THE TASK: Please output the listing below character for character and omit the images.

_ _ _ _

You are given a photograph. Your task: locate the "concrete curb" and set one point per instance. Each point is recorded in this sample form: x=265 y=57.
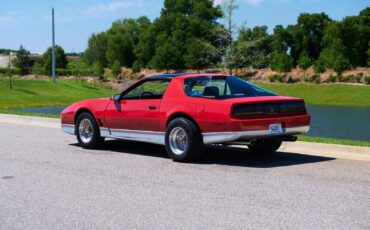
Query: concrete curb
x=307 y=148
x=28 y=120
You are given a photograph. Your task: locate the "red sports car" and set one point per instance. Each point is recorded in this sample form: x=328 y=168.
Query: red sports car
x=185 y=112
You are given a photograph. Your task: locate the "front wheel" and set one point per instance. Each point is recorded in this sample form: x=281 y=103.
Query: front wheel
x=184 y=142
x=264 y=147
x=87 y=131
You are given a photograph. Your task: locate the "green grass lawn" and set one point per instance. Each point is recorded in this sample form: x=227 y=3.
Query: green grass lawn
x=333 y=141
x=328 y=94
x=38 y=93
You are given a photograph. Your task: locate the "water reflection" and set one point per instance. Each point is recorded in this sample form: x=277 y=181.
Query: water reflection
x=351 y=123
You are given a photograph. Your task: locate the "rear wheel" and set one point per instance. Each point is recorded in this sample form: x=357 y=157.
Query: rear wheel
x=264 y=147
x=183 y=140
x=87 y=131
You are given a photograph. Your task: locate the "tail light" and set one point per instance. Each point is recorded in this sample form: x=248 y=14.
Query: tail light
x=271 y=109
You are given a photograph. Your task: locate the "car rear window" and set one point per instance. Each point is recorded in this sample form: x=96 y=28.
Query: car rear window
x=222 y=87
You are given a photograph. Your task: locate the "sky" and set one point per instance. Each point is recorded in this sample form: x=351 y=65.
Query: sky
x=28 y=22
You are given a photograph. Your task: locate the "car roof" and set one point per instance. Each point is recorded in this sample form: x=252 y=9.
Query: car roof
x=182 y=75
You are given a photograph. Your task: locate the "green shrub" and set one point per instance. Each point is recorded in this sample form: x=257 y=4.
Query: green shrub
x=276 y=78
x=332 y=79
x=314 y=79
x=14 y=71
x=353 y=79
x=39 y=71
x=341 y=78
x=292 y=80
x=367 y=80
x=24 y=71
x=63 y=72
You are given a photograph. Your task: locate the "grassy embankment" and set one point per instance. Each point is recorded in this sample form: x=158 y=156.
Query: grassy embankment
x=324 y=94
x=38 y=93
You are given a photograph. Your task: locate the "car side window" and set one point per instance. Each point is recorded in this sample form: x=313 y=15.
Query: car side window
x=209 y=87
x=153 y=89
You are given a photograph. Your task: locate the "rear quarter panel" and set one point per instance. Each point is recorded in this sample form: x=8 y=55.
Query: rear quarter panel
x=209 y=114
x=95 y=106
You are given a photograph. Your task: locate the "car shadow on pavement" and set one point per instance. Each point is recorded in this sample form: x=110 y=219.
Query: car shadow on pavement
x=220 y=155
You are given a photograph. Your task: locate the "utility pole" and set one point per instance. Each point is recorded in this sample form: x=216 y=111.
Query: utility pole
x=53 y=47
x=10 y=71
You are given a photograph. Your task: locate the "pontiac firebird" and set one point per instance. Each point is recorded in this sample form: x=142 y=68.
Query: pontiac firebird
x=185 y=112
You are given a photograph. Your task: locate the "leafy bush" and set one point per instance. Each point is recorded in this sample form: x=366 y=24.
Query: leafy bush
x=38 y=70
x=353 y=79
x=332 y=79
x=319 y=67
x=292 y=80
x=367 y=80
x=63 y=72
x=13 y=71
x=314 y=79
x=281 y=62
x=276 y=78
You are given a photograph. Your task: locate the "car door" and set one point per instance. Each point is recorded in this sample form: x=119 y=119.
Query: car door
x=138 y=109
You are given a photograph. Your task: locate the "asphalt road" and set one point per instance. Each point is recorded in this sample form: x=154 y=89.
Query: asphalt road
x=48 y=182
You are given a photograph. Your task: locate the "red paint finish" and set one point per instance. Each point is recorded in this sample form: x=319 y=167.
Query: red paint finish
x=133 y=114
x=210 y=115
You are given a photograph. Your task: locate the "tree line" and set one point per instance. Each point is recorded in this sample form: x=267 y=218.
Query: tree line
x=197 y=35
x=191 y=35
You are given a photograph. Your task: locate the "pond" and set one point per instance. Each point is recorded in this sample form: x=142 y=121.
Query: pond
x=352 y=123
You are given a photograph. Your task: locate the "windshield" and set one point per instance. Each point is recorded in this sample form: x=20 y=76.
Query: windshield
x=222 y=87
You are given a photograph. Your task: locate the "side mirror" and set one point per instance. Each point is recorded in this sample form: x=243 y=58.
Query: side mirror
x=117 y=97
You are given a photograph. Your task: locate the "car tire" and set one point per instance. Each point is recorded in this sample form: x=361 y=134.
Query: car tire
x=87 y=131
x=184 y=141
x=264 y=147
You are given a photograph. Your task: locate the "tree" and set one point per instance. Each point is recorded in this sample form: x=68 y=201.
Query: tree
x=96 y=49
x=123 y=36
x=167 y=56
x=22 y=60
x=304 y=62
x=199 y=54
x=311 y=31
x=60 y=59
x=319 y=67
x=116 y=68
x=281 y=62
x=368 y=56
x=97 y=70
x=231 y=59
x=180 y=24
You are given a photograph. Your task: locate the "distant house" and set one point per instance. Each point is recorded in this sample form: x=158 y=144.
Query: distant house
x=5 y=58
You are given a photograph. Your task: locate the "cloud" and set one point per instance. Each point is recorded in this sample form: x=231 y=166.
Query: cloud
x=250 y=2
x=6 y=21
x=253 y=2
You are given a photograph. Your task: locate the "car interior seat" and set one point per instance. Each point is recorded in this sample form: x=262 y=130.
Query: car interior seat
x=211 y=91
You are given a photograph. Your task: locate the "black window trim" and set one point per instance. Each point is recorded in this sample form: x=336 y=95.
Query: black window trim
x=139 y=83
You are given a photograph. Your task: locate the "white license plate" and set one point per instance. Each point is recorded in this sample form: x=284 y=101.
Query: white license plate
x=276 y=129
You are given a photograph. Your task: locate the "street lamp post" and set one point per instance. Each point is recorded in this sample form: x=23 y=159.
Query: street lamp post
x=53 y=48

_ _ _ _

RESPONSE TO THIS EXERCISE:
You are given a photograph. Your task: locate the "concrete curb" and set one point per instance. Each point is recorded in this sample form: x=265 y=57.
Query: concrete curb
x=307 y=148
x=28 y=120
You are given a photograph. Your task: locate the "red sports car" and set one point per instance. Each point is recorded in this sample form: x=328 y=168.
Query: red sports car
x=185 y=112
You are given a photograph. Your task: locate the "front wheel" and set one point per instance. Each point is recorded in this sample form: x=281 y=103.
Query: front wheel
x=184 y=142
x=264 y=147
x=87 y=131
You are given a photograph. Your task: locate the "green grass lawn" and set one point per instance. Each point is recorded in this sample form: x=227 y=3.
Query: green grass lawn
x=333 y=141
x=328 y=94
x=38 y=93
You are given a photograph. Your task: locate the "water reflection" and set one point per instance. Each point is recorded in this sample form: x=277 y=181.
Query: water reflection
x=351 y=123
You are given a photograph. Your task: locate the "rear wheel" and set one point per instance. Each point is recorded in this sample form: x=357 y=157.
Query: rear wheel
x=264 y=147
x=183 y=140
x=87 y=131
You are given a photograph. Your task: locate the "tail light" and set one point per instance. Each point is recorded in this sample form: x=248 y=14.
Query: tail light
x=271 y=109
You are given a photograph. Your task: locate the "car rear window" and set one point per instance. Each point is recorded in this sample form: x=96 y=28.
Query: car rear window
x=222 y=87
You are given a photograph. Your task: locate the "sky" and set one point per instance. Each point is recorded in this sample form: x=351 y=65.
Query: sky
x=28 y=22
You are given a photograph. Your task: locate the "car roof" and set one point per instance. Each point is recorded in this sample form: x=252 y=9.
Query: car roof
x=182 y=75
You are given a photograph. Your task: locate the "green shrub" and set one point per instance. Each point is recorded in this sample form: x=257 y=4.
Query: green shrub
x=276 y=78
x=332 y=79
x=314 y=79
x=14 y=71
x=353 y=79
x=39 y=71
x=341 y=78
x=292 y=80
x=367 y=80
x=24 y=71
x=63 y=72
You are given a photograph. Your task: locate the "grassy embankment" and set one point per instance. Each point is recorded in this sample form: x=158 y=156.
Query: grassy embankment
x=324 y=94
x=38 y=93
You are given a photograph. Your task: locate the "car side window" and set one point per instance. Each point is recorded in this sample form: x=313 y=15.
Query: car side window
x=209 y=87
x=153 y=89
You are given a photograph. Your task: locate the "rear quarter panel" and set one point per instance. Each point is recorded in this sample form: x=8 y=55.
Query: rear quarter panel
x=209 y=114
x=95 y=106
You are given a photograph. Your task: locate the "car shadow on pavement" and set one point per instance. Each point is recorded in this sample form: x=110 y=219.
Query: car shadow on pavement
x=220 y=155
You are given a photograph. Your task: locate the "utility pole" and set one point per instance. Each point is recorded in this sample form: x=216 y=111.
Query: utility pole
x=53 y=47
x=10 y=71
You are given a photograph. Your task: locate the "pontiac firebird" and set one point per instance. Each point is recorded in this sample form: x=142 y=68.
Query: pontiac firebird
x=185 y=112
You are given a photograph. Your task: locate the "leafy bush" and set one point per instance. Each point is recorded in this sample form: x=366 y=24.
Query: leafy bush
x=38 y=70
x=353 y=79
x=332 y=79
x=319 y=67
x=292 y=80
x=367 y=80
x=63 y=72
x=13 y=71
x=314 y=79
x=281 y=62
x=276 y=78
You are given a photograph. Your task: locate the "car door" and set one point per instance. Each point is recorded in this sample form: x=119 y=119.
Query: car door
x=138 y=109
You are given a photograph. Your task: locate the "asphalt road" and set one point per instance. Each point is recorded in this sample form: x=154 y=89.
Query: asphalt road
x=48 y=182
You are given a photograph. Your task: locate the "red paint finish" and set one point per instance. Each point is recorded in this sample form: x=319 y=167.
Query: red paint finish
x=133 y=114
x=210 y=115
You are given a photograph. Your task: locate the "tree line" and set one point per instance. Each point is recorded in this sample form: x=267 y=218.
Query: tree line
x=197 y=35
x=191 y=35
You are given a photograph. Your task: locate the "pond" and set one point per instance. Each point is recorded in this sample form: x=142 y=121.
Query: pond
x=352 y=123
You are given a photograph. Your task: locate the "windshield" and set one point per instance. Each point is recorded in this sample form: x=20 y=76.
Query: windshield
x=222 y=87
You are given a photograph. Your task: locate the "side mirror" and set one point per instance. Each point is recorded in this sample form: x=243 y=58.
Query: side mirror
x=117 y=97
You are given a photograph. Your task: locate the "car tire" and set one point per instance. Each point is recorded in this sample form: x=361 y=134.
Query: car tire
x=87 y=131
x=184 y=141
x=264 y=147
You are given a photograph. Your task: locate the "tree" and set one point per instance. Each point is recorded in this sample form: x=68 y=201.
Query: tree
x=96 y=49
x=123 y=36
x=167 y=56
x=22 y=60
x=304 y=62
x=199 y=54
x=311 y=31
x=60 y=59
x=319 y=67
x=116 y=68
x=281 y=62
x=368 y=56
x=97 y=70
x=231 y=59
x=180 y=24
You are given a photograph. Your task: locate the "distant house" and set one point per instance. Each point is recorded in this sample form: x=158 y=144.
Query: distant house
x=5 y=58
You are given a photograph. Your task: locate the "cloud" and set one point per instance. Each point is recorded in this sample form: x=231 y=166.
Query: cloud
x=250 y=2
x=6 y=21
x=253 y=2
You are given a photograph. Your task: locate the "car interior seat" and set one point per instance. Each point is recorded in this sample form: x=262 y=130.
Query: car interior seat
x=211 y=91
You are given a photograph. Your task: locate the "black window trim" and set one point per instance. Each point is recorded in this sample form: x=336 y=95.
Query: black window trim
x=139 y=83
You are given a photograph. Your task: locate the "white license plate" and set one point per instance. Each point is recorded in this sample form: x=284 y=101.
Query: white license plate
x=276 y=129
You are given a photograph. Your task: locate the "street lamp post" and set one point per instance. Each point is recorded in this sample form: x=23 y=159.
Query: street lamp post
x=53 y=48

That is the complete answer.